▶ PASSAGE CITÉ:

· · · · · · ·

Couverture de Métissée de Ouanessa Younsi – Crédit : Mémoire d’encrier
Métissée, la dernière création de Ouanessa Younsi publiée chez Mémoire d’Encrier en septembre dernier, sillonne les contrées de l’identité dans sa part d’altérité, à travers l’absence de cette famille «du côté basané du monde » (16), paradoxalement présente dans l’univers de l’auteure, bien que celle-ci ne l’ait jamais connue.
«Me tisser», entend-on derrière le titre de cette œuvre très personnelle. Peu après la parution de ce dernier livre, Younsi expliquait en entrevue que, née à Québec d’un père algérien et d’une mère québécoise, elle n’avait jamais connu une part de ses origines paternelles:
«Je marchais sur mes mains. Mes pieds avaient été coupés durant la nuit. Par qui, nul ne le savait, et il n’y eut pas d’enquête: j’étais une fille orange au nom bizarre./ […] Au matin je fus étonnée de ne plus trouver mes pieds. […]/ L’interdit de mon père : ne pas les chercher.» (17)
Ce côté de l’héritage familial qui ne lui a jamais été transmis, c’est une part absente d’elle-même qu’elle porte pourtant depuis toujours, par son nom et la couleur de sa peau : le regard et la curiosité des autres sont là pour le lui rappeler. Mais au-delà de ce regard de l’altérité sur soi (auquel le texte ne s’attarde que très peu), Métissée exploite plutôt un regard sur l’altérité en soi. Un regard qui s’étonne de l’étranger qui loge dans sa propre individualité et qui tente de le saisir, de l’apprivoiser, de lui donner forme, voix, nom; et de l’inventer, surtout, puisqu’il reste inconnu. Voilà que se forme une fiction des origines, une «famille d’encre» (36) et de papier: «[f]uir avec ma famille qui n’existait pas», raconte la narratrice, car «[c]elle qui existait restait introuvable» (29).

· · · · · · ·

Enregistrements
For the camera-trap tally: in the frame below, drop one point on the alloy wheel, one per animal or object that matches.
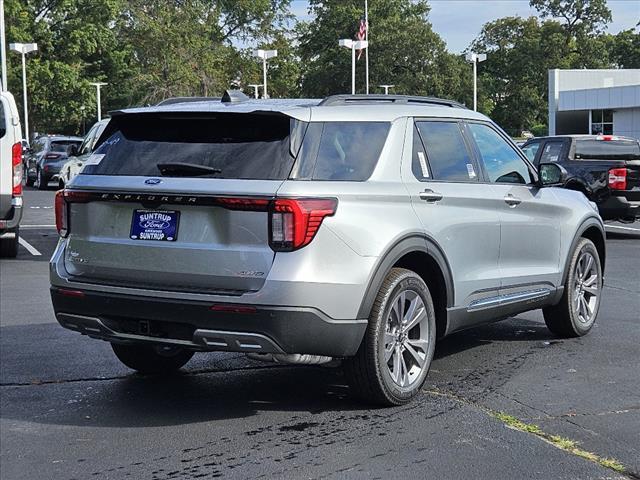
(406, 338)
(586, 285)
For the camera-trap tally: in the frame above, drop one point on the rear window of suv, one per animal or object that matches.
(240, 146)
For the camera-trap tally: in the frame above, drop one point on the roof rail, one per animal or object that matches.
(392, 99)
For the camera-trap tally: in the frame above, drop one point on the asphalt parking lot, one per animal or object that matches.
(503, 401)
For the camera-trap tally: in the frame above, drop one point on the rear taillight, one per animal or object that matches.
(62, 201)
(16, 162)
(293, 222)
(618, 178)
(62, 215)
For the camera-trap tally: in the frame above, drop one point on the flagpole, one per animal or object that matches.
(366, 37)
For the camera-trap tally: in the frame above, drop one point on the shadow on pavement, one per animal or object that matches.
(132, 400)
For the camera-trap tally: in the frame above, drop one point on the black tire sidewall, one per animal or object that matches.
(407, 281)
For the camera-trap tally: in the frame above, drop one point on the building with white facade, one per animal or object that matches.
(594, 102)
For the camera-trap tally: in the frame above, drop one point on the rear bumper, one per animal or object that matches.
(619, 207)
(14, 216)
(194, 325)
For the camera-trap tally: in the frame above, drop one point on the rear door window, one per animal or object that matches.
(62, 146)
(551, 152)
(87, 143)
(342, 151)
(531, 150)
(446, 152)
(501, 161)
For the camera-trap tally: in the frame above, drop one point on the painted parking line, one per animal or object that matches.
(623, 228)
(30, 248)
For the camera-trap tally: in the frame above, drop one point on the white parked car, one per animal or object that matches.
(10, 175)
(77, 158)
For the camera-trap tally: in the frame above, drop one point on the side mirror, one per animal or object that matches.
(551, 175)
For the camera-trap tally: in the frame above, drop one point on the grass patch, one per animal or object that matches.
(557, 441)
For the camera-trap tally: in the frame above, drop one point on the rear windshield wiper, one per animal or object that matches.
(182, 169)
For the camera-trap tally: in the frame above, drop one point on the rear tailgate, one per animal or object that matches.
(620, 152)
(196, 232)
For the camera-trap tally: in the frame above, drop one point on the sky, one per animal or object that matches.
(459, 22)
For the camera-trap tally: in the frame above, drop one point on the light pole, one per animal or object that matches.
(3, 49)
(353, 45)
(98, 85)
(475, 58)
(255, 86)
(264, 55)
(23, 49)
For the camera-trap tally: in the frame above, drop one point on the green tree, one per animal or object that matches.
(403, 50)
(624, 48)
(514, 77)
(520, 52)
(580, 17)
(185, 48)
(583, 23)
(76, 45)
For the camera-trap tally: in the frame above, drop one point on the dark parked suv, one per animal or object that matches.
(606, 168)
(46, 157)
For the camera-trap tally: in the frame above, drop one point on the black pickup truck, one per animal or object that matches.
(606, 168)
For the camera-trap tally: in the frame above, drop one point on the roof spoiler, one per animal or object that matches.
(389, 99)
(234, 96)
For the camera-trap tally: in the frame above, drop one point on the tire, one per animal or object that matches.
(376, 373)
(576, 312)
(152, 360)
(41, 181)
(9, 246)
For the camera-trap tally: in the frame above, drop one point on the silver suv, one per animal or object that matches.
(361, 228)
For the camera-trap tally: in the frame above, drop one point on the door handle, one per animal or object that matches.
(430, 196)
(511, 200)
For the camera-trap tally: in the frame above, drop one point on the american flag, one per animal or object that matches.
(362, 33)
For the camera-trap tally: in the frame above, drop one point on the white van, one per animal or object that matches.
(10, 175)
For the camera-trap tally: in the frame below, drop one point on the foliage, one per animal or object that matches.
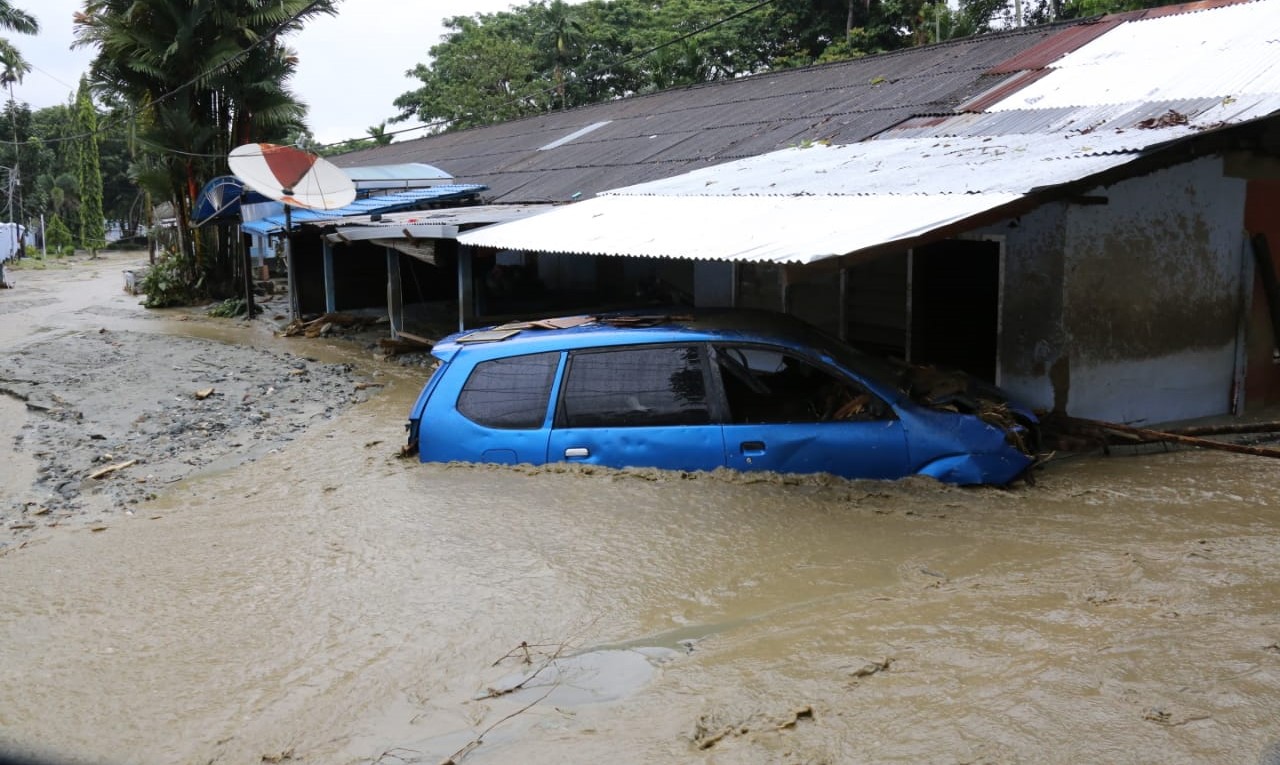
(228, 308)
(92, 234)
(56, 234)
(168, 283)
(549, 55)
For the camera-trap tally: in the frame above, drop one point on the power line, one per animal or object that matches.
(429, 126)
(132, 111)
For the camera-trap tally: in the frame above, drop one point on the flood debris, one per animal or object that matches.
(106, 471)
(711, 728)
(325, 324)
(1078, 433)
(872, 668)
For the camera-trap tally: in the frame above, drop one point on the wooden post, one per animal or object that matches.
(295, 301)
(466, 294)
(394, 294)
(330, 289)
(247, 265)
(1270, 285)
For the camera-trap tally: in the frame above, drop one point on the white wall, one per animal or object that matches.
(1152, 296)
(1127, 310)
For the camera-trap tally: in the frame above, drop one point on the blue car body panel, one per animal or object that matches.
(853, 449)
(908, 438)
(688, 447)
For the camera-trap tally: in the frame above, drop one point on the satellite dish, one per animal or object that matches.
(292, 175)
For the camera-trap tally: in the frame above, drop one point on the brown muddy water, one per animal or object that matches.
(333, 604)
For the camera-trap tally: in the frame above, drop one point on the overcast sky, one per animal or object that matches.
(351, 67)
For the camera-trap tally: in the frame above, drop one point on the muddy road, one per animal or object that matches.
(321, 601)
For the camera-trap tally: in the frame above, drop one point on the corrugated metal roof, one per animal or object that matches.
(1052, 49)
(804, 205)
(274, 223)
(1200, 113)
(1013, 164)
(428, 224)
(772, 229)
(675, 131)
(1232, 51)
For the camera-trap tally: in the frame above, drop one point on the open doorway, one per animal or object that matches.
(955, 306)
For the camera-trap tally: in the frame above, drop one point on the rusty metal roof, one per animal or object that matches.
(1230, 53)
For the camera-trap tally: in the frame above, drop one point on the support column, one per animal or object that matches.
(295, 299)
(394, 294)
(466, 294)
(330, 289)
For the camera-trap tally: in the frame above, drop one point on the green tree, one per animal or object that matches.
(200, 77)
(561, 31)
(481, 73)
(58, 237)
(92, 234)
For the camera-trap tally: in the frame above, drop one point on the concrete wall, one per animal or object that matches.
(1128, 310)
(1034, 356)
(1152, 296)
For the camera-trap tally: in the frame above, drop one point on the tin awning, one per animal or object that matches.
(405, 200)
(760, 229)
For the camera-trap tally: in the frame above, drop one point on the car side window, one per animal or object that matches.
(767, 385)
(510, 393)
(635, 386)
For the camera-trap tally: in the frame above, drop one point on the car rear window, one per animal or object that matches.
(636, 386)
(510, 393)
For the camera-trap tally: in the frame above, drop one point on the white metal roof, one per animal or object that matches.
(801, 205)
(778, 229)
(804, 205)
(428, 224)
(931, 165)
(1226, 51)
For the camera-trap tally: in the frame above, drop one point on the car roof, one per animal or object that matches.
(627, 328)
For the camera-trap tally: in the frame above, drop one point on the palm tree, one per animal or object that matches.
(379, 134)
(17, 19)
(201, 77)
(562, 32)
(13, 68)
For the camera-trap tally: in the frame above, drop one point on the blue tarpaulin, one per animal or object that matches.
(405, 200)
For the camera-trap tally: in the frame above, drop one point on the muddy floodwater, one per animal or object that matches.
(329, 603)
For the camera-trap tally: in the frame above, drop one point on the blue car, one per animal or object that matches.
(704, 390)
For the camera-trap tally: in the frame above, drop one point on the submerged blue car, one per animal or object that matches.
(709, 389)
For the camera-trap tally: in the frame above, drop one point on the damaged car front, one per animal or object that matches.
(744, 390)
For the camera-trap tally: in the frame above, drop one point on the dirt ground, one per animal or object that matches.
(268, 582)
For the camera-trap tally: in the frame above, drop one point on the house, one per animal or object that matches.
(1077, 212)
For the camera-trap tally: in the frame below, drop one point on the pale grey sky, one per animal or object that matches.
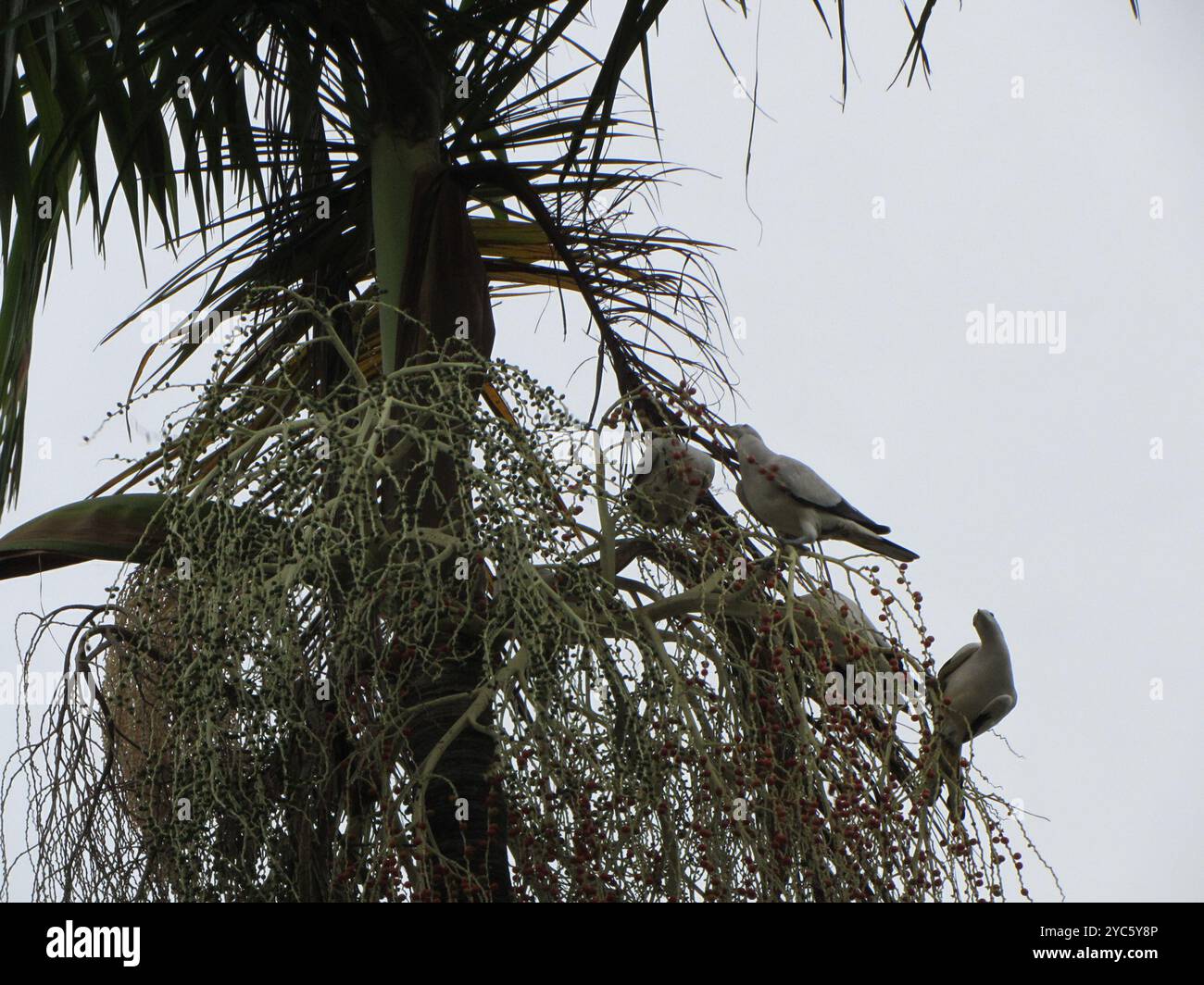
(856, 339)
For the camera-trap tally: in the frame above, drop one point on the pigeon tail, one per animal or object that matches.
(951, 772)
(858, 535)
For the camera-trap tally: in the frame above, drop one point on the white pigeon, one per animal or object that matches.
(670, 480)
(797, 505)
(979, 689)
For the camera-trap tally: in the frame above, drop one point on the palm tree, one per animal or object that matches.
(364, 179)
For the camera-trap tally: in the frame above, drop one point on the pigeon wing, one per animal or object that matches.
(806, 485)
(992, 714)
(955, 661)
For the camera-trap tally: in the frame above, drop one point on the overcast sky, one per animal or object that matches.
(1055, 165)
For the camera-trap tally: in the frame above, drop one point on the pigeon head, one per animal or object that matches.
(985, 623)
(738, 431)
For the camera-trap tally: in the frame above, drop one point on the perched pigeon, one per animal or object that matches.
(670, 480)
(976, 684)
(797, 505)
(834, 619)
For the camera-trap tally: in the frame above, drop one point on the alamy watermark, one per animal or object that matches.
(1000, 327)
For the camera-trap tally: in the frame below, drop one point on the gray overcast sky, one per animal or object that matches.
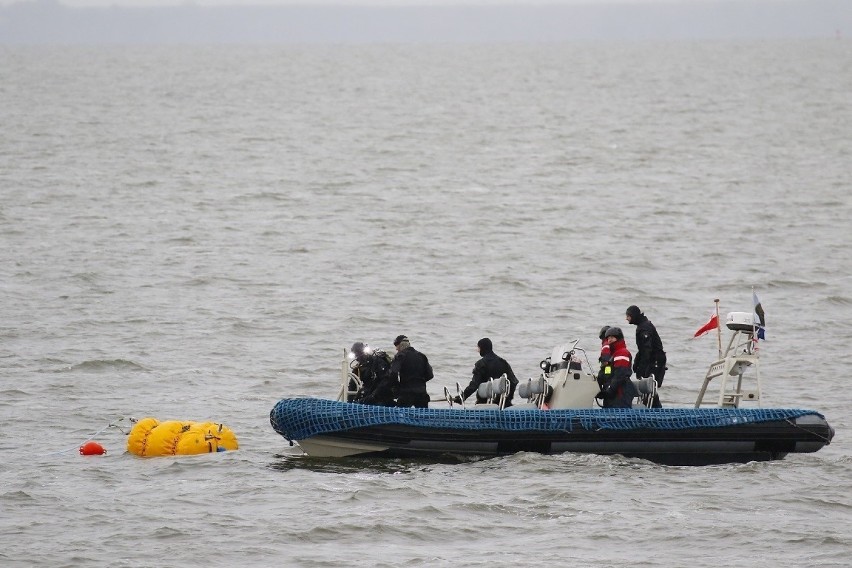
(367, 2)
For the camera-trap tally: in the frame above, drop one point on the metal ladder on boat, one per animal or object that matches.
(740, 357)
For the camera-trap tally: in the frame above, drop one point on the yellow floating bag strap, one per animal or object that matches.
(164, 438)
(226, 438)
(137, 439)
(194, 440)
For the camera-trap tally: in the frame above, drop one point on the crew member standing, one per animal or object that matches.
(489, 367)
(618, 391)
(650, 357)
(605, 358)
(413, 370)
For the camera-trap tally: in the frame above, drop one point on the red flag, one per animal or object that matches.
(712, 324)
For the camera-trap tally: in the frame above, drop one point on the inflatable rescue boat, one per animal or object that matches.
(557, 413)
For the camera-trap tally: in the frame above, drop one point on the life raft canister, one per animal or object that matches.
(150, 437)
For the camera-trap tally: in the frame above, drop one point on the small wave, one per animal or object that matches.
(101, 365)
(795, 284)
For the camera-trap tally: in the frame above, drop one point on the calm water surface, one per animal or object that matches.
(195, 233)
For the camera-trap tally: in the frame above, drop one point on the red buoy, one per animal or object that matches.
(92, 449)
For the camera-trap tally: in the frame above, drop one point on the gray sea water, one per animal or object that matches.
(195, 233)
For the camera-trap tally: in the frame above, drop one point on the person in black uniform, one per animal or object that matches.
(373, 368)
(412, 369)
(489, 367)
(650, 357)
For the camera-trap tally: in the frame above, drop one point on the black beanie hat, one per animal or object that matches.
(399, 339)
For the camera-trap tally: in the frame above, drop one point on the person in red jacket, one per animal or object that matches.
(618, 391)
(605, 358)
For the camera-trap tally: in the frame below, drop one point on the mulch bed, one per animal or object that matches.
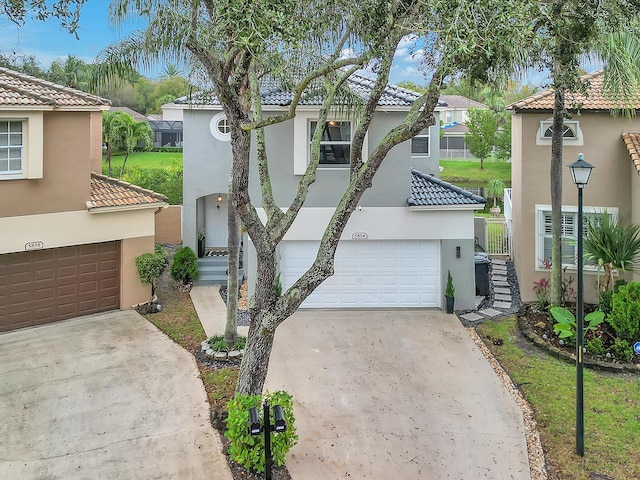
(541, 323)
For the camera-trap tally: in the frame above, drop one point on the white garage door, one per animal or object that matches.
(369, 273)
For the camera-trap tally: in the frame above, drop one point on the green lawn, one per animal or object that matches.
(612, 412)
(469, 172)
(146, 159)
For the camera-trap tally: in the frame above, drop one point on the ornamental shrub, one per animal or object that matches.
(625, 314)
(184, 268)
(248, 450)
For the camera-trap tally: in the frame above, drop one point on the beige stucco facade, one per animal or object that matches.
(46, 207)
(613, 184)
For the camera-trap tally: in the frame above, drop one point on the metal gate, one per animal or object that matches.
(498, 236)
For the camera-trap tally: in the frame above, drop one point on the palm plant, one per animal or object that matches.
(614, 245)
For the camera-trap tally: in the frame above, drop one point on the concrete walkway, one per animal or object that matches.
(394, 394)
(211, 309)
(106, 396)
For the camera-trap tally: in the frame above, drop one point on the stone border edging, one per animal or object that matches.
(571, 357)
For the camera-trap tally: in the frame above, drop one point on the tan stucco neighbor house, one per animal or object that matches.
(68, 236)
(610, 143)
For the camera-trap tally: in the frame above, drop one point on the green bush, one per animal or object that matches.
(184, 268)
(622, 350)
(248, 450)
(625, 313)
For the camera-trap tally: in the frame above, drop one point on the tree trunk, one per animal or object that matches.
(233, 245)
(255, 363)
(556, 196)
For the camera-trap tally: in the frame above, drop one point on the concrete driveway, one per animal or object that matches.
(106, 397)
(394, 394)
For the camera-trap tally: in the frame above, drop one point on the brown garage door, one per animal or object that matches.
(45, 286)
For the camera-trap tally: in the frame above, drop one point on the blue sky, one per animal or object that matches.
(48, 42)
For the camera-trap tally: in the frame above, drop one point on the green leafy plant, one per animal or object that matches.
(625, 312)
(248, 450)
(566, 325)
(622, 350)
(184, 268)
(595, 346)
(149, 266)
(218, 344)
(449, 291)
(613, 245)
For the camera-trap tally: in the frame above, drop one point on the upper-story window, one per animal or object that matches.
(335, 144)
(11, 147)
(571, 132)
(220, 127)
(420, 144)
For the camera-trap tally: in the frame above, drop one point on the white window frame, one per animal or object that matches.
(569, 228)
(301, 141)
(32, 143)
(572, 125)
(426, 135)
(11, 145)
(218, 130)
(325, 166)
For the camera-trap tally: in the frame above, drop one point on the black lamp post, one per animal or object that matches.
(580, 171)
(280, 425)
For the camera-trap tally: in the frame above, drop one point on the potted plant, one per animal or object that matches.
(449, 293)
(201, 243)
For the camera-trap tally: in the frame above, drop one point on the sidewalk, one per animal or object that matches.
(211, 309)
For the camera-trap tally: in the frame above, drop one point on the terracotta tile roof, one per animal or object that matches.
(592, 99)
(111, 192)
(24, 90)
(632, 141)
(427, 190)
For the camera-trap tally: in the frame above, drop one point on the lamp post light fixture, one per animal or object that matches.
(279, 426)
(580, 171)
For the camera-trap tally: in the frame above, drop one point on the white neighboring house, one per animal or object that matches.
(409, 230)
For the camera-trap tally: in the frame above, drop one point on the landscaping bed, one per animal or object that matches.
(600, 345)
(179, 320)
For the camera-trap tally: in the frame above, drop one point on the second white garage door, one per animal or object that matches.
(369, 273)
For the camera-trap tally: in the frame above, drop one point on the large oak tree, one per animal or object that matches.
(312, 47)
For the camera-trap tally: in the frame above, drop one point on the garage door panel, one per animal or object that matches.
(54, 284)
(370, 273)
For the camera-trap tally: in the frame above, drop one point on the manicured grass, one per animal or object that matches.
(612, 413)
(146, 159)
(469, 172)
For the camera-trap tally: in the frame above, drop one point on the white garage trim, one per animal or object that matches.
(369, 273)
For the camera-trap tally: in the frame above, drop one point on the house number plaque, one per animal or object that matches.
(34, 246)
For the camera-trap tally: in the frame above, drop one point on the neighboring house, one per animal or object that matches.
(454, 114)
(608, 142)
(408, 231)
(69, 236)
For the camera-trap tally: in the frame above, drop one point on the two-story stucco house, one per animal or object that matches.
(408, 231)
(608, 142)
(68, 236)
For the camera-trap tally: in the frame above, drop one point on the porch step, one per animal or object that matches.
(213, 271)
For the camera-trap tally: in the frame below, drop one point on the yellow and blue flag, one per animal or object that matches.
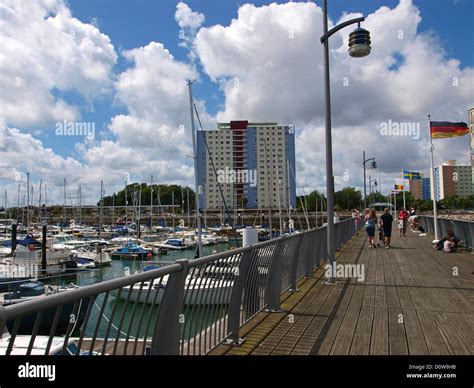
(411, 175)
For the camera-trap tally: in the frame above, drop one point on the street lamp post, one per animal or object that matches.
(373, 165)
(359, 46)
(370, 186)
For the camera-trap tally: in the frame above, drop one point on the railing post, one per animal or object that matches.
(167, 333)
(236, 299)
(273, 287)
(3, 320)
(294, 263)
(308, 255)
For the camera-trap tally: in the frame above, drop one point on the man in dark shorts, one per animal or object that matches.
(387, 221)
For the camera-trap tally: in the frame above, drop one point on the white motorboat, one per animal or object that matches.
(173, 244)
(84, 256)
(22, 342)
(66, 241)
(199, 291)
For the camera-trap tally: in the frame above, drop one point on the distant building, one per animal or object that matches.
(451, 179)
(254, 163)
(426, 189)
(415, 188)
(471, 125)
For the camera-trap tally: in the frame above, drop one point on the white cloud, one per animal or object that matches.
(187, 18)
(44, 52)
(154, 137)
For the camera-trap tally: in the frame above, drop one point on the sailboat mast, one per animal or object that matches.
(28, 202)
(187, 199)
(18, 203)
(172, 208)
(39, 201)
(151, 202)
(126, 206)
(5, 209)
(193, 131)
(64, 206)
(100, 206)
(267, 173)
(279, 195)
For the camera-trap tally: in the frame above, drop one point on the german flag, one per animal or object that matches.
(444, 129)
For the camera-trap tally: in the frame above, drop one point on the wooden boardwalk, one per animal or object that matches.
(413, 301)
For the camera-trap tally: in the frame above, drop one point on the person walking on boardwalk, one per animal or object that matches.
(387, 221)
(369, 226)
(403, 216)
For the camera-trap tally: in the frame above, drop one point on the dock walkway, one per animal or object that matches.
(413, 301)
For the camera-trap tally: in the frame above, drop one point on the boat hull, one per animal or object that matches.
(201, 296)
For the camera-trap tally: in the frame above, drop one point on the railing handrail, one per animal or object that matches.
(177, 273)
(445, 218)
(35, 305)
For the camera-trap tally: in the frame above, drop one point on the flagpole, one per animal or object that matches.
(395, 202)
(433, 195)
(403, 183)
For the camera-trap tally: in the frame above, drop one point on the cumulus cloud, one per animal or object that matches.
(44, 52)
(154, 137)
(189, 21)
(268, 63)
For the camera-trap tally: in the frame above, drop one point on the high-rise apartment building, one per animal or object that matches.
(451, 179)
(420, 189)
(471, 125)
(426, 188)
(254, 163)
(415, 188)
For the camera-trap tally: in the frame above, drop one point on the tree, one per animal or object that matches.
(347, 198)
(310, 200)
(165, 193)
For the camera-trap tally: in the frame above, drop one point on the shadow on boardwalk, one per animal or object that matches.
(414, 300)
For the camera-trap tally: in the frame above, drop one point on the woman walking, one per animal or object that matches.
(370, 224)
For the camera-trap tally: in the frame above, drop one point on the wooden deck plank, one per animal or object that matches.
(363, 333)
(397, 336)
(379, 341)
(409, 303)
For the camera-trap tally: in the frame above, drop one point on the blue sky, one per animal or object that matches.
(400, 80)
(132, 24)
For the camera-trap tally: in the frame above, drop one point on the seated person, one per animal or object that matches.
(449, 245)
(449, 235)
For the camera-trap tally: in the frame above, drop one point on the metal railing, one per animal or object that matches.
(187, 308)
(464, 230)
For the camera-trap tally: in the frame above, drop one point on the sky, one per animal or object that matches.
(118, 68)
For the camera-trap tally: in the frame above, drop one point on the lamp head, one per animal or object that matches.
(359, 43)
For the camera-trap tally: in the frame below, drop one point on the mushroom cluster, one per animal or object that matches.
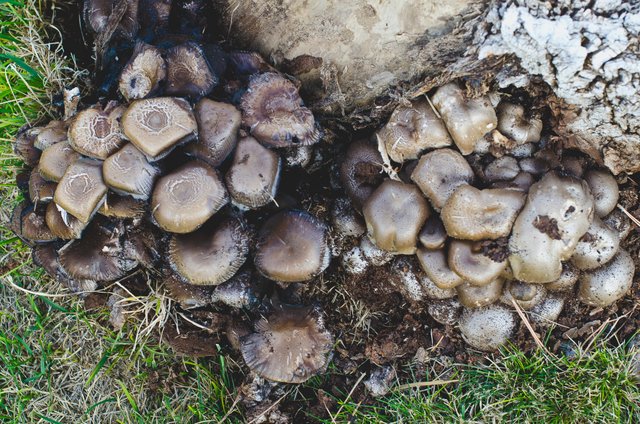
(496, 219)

· · · · · · ·

▶ CONSIGNE ÉCRITE: Restituez mot pour mot l'intégralité du passage consacré à Métissée. Appuyez-vous uniquement sur le passage consacré à Métissée.

▶ RÉPONSE:
Couverture de Métissée de Ouanessa Younsi – Crédit : Mémoire d’encrier
Métissée, la dernière création de Ouanessa Younsi publiée chez Mémoire d’Encrier en septembre dernier, sillonne les contrées de l’identité dans sa part d’altérité, à travers l’absence de cette famille «du côté basané du monde » (16), paradoxalement présente dans l’univers de l’auteure, bien que celle-ci ne l’ait jamais connue.
«Me tisser», entend-on derrière le titre de cette œuvre très personnelle. Peu après la parution de ce dernier livre, Younsi expliquait en entrevue que, née à Québec d’un père algérien et d’une mère québécoise, elle n’avait jamais connu une part de ses origines paternelles:
«Je marchais sur mes mains. Mes pieds avaient été coupés durant la nuit. Par qui, nul ne le savait, et il n’y eut pas d’enquête: j’étais une fille orange au nom bizarre./ […] Au matin je fus étonnée de ne plus trouver mes pieds. […]/ L’interdit de mon père : ne pas les chercher.» (17)
Ce côté de l’héritage familial qui ne lui a jamais été transmis, c’est une part absente d’elle-même qu’elle porte pourtant depuis toujours, par son nom et la couleur de sa peau : le regard et la curiosité des autres sont là pour le lui rappeler. Mais au-delà de ce regard de l’altérité sur soi (auquel le texte ne s’attarde que très peu), Métissée exploite plutôt un regard sur l’altérité en soi. Un regard qui s’étonne de l’étranger qui loge dans sa propre individualité et qui tente de le saisir, de l’apprivoiser, de lui donner forme, voix, nom; et de l’inventer, surtout, puisqu’il reste inconnu. Voilà que se forme une fiction des origines, une «famille d’encre» (36) et de papier: «[f]uir avec ma famille qui n’existait pas», raconte la narratrice, car «[c]elle qui existait restait introuvable» (29).